Start of Material for this task

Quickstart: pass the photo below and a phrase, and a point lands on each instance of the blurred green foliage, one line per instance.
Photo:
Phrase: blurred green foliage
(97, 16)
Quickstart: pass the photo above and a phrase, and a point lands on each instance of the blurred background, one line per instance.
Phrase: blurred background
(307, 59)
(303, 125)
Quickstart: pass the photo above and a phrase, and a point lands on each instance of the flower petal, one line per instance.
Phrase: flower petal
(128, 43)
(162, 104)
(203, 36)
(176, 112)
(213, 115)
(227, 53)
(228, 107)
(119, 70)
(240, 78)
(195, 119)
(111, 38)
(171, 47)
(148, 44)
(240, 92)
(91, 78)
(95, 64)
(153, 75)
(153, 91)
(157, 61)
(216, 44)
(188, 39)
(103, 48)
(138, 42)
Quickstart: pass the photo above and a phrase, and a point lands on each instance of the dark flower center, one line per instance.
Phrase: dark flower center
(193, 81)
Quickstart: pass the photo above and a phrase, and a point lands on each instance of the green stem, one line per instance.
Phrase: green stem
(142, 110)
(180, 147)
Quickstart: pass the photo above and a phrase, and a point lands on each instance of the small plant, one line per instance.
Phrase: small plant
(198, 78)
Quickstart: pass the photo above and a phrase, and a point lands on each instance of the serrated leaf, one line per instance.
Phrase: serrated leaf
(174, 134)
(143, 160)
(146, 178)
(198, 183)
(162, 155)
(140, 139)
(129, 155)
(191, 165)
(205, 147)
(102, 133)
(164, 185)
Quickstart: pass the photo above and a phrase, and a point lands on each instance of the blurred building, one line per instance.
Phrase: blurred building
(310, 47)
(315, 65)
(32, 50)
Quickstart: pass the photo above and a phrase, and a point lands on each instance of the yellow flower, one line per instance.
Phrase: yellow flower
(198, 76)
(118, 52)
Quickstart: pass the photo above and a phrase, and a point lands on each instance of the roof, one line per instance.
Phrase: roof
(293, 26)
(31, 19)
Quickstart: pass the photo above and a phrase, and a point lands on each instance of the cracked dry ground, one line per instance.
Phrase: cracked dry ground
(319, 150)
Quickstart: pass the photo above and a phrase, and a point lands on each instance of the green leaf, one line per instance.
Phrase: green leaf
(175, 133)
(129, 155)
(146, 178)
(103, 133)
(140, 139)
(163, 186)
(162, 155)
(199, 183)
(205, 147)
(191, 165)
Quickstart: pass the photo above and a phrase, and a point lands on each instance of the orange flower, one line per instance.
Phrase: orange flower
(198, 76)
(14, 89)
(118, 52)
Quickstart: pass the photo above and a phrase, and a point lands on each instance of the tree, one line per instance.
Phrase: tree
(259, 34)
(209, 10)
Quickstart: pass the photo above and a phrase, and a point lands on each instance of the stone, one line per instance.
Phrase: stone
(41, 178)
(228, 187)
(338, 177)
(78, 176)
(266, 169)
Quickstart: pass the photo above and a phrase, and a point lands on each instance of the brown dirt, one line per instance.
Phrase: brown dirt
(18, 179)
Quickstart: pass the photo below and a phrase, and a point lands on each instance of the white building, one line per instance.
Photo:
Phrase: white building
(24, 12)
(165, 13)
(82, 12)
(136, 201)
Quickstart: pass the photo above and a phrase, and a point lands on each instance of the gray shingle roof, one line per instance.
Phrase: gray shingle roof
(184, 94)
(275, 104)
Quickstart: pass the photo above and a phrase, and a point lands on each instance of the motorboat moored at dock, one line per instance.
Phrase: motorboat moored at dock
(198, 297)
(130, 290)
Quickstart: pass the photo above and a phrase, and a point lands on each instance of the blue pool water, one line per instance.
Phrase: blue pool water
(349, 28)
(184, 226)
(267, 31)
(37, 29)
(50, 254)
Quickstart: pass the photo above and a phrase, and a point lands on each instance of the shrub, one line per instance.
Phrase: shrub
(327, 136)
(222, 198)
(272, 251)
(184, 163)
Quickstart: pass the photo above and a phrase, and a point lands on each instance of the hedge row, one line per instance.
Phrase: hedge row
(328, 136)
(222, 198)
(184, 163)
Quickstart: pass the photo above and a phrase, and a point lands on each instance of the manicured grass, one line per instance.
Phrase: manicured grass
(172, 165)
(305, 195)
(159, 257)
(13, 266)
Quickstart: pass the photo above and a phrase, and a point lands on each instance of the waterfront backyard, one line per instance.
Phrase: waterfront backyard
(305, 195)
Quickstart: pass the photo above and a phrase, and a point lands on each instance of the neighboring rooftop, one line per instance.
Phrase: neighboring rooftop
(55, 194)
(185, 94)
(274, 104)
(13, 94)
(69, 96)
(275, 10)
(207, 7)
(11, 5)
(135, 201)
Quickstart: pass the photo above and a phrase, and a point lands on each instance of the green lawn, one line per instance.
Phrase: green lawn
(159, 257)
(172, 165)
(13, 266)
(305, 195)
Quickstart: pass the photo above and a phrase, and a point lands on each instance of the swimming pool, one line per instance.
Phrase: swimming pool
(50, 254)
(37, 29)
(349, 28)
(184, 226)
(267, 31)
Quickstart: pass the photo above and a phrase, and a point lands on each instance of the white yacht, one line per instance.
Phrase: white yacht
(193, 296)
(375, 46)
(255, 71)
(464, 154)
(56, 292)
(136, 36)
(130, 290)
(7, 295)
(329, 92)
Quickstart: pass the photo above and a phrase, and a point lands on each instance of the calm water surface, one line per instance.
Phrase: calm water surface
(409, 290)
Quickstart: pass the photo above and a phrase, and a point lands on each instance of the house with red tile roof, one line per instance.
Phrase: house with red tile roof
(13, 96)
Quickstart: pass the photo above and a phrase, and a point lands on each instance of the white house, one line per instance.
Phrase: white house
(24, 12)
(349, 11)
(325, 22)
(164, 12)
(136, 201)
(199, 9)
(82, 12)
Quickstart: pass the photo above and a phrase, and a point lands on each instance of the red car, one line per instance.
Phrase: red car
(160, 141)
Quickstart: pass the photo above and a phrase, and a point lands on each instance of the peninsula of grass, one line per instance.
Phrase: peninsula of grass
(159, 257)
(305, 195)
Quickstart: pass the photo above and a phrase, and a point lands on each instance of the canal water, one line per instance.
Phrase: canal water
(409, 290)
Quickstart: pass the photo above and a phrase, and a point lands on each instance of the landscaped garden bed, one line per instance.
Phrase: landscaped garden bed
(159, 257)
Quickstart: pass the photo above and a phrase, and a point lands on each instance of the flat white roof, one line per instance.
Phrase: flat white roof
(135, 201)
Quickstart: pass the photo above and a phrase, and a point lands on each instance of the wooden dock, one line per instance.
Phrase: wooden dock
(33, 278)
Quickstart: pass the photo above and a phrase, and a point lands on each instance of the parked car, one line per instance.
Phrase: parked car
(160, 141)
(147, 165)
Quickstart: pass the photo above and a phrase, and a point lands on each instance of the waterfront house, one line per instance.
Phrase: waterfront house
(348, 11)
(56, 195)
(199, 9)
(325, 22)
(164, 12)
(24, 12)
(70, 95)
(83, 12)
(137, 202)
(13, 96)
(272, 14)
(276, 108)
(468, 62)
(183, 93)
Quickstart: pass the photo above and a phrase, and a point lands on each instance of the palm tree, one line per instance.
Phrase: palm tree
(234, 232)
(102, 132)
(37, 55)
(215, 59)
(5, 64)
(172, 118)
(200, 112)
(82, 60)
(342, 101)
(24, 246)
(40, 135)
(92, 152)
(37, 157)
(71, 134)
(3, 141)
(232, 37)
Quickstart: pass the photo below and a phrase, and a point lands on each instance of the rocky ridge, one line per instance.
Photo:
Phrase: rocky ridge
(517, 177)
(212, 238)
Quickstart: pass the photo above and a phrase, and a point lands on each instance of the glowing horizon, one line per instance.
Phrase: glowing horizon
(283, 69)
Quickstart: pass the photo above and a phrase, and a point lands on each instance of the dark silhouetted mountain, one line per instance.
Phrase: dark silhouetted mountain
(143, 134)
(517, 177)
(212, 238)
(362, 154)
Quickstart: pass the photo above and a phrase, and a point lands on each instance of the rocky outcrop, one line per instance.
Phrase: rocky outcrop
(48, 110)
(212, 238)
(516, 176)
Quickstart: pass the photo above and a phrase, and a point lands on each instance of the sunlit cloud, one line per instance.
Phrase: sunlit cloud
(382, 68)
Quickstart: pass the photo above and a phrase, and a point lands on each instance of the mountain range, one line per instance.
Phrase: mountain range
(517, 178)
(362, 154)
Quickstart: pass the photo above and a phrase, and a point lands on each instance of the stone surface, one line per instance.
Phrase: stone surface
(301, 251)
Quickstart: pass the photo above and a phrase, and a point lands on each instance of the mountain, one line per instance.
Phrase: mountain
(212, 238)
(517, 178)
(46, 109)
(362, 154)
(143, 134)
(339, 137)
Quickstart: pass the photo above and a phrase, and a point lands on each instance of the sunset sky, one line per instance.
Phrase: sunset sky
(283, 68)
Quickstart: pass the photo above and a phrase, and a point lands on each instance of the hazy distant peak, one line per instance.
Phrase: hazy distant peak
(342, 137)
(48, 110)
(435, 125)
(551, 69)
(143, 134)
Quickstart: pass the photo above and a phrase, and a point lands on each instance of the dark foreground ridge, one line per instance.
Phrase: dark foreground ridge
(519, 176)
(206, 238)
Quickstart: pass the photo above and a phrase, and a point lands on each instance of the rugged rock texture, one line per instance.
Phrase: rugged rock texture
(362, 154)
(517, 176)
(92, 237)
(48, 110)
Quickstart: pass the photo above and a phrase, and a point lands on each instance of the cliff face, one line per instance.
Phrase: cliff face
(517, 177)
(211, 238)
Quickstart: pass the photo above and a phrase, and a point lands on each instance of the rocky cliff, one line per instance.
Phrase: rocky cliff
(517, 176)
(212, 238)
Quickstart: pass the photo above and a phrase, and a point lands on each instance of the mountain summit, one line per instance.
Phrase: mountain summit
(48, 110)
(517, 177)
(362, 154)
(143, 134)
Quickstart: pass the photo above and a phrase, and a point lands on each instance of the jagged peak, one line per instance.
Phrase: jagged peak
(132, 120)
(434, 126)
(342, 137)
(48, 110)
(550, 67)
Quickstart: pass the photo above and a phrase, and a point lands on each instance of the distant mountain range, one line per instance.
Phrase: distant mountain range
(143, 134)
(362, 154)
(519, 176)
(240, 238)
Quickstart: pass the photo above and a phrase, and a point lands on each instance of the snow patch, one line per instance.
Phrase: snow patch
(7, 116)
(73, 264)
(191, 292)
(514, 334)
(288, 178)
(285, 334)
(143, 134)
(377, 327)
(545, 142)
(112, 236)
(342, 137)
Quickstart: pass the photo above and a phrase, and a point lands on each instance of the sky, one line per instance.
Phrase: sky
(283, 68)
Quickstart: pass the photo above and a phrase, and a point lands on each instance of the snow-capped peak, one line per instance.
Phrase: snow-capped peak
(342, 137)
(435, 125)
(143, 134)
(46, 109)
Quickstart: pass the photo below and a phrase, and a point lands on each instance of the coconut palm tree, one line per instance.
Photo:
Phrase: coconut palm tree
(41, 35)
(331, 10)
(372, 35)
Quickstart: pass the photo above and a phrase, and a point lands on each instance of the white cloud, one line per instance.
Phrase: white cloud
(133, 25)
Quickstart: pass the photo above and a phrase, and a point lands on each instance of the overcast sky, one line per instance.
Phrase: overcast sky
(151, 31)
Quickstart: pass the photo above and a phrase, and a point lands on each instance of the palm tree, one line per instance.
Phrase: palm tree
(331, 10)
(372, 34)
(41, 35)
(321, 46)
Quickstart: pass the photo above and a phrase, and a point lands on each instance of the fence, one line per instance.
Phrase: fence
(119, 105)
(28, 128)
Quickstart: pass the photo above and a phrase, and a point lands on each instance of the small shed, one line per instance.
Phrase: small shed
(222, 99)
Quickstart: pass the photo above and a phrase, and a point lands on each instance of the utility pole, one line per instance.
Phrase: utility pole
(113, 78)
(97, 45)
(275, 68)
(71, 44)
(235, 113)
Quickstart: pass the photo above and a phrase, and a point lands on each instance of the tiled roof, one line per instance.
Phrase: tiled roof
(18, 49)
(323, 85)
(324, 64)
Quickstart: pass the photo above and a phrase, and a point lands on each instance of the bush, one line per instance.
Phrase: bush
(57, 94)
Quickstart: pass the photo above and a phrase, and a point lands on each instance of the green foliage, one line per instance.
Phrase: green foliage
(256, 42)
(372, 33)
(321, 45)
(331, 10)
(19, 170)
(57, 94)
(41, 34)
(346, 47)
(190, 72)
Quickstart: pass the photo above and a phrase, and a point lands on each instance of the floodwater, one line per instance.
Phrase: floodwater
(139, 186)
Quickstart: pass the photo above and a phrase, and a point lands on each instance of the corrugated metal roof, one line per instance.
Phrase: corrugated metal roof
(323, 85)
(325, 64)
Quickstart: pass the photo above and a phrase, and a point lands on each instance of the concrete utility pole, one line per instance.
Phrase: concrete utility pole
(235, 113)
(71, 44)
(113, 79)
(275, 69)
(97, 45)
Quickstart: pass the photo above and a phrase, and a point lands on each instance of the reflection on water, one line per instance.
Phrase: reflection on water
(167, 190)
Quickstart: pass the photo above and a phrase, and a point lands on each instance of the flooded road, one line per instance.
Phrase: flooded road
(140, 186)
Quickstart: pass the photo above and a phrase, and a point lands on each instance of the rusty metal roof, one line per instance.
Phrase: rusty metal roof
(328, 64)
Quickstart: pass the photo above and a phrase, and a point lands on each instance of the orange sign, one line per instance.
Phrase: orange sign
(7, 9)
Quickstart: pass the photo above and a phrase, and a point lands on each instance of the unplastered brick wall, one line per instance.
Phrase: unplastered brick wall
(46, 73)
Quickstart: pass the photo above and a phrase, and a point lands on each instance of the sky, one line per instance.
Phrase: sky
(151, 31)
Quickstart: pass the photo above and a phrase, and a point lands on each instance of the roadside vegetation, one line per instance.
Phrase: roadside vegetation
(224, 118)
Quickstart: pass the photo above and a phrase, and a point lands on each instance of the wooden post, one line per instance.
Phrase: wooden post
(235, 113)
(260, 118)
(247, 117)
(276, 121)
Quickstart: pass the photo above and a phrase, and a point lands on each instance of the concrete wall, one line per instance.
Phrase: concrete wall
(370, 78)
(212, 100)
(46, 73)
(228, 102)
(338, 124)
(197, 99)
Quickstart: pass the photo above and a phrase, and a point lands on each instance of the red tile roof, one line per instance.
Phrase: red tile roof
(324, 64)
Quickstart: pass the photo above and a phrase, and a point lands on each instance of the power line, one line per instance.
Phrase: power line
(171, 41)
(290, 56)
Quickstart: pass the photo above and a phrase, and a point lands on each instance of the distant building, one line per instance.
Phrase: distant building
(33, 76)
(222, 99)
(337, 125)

End of Material for this task

Take the stretch of lines above from the one containing "Phrase: small plant" through the one containing "green leaf, one line per instance." and repeat it exactly, adding no other line.

Response:
Phrase: small plant
(198, 78)
Quickstart: pass the photo above and a phrase, and a point lands on each instance of the serrated leaf, one line per instance.
Phrase: serrated leaf
(174, 134)
(143, 160)
(146, 178)
(198, 183)
(162, 155)
(140, 139)
(129, 155)
(191, 165)
(205, 147)
(102, 133)
(164, 185)
Quickstart: pass the photo above and a phrase, and a point lands on each instance of the blurred building, one line per instance.
Phrase: blurred building
(310, 47)
(315, 65)
(32, 50)
Quickstart: pass the photo above and a phrase, and a point lands on each instance of the yellow flower, one line per instance.
Phrase: yellow flower
(198, 76)
(118, 52)
Quickstart: pass the photo above and a phrase, and a point lands on each instance of the roof, one line per instance.
Phrase: roof
(293, 26)
(31, 19)
Quickstart: pass the photo above and a phrase, and a point lands on each instance of the cracked dry ground, one line per instance.
Phrase: cracked dry ground
(319, 150)
Quickstart: pass the photo above and a phrase, and a point lands on each instance of the green leaf, one line per instance.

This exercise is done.